GIVEN DATA start
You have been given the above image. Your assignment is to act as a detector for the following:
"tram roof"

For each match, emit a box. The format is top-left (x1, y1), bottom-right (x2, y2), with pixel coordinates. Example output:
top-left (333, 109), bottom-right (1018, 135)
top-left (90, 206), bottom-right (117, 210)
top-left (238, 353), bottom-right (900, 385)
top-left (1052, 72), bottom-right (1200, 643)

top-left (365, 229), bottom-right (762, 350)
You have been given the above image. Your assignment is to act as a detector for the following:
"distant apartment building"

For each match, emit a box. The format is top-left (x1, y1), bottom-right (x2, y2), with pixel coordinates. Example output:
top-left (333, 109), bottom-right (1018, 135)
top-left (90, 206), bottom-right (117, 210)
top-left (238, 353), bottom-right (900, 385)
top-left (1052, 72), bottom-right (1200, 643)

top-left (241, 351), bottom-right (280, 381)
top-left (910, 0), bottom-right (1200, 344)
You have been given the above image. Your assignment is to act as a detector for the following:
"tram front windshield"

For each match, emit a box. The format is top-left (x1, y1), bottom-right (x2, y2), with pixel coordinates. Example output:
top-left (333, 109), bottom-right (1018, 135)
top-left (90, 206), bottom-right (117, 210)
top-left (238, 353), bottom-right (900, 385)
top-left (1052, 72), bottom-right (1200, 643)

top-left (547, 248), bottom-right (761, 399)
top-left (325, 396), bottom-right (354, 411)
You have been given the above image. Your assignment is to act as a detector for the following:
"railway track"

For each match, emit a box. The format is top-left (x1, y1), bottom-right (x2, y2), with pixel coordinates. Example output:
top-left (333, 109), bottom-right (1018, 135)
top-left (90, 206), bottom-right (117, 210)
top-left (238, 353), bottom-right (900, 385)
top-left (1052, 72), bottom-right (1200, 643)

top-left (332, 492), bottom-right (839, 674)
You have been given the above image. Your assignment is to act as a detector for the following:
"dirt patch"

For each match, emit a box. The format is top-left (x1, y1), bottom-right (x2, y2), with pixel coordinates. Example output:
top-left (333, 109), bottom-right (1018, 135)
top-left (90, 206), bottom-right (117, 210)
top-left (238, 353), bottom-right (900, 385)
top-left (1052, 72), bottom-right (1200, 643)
GIVEN DATA end
AIM OF THE TASK -> Write out these lines again, replacing "emit a box" with "return a box" wherever it appears and leaving everything else as it is.

RIGHT ANSWER ->
You have been given the above image. Your assignment is to act as a detector for the following:
"tram roof"

For each match, return a box. The format is top-left (x1, y1), bottom-right (x2, y2), with pixel coordinates. Example output:
top-left (333, 109), bottom-right (1018, 135)
top-left (90, 206), bottom-right (117, 210)
top-left (238, 353), bottom-right (900, 385)
top-left (1052, 72), bottom-right (1200, 643)

top-left (365, 229), bottom-right (762, 350)
You have been given the above image. Your assignment is to act as a detector for the following:
"distant apartment building"

For each match, return a box. The format is top-left (x1, y1), bottom-right (x2, y2), with pixel coordinates. Example output:
top-left (333, 109), bottom-right (1018, 135)
top-left (90, 206), bottom-right (117, 210)
top-left (238, 353), bottom-right (900, 385)
top-left (1052, 72), bottom-right (1200, 643)

top-left (241, 351), bottom-right (280, 381)
top-left (910, 0), bottom-right (1200, 344)
You have been given the above image. Your assignment is to act as a detector for the following:
"tram front windshield"

For each match, return a box. The format is top-left (x1, y1), bottom-right (x2, y2), with pixel coordinates. Example output:
top-left (333, 109), bottom-right (1018, 135)
top-left (90, 206), bottom-right (117, 210)
top-left (238, 353), bottom-right (900, 385)
top-left (1052, 72), bottom-right (1200, 643)

top-left (547, 248), bottom-right (761, 399)
top-left (325, 396), bottom-right (354, 411)
You have been given the above image. Your assignment is to act as a detector for the following:
"railway track"

For each match, return a box. The format is top-left (x1, y1), bottom-right (x2, y2), with pixel coordinates. Example output:
top-left (333, 109), bottom-right (1018, 135)
top-left (90, 206), bottom-right (117, 210)
top-left (238, 353), bottom-right (900, 385)
top-left (1052, 72), bottom-right (1200, 643)

top-left (332, 492), bottom-right (839, 674)
You have been given the above image. Your assignment is to act as a detector for the following:
"dirt patch"

For each match, return a box. The format is top-left (x1, y1), bottom-right (x2, y2), with pixel coordinates. Example output:
top-left (333, 109), bottom-right (1018, 135)
top-left (90, 206), bottom-right (117, 210)
top-left (238, 353), bottom-right (900, 385)
top-left (1052, 72), bottom-right (1200, 643)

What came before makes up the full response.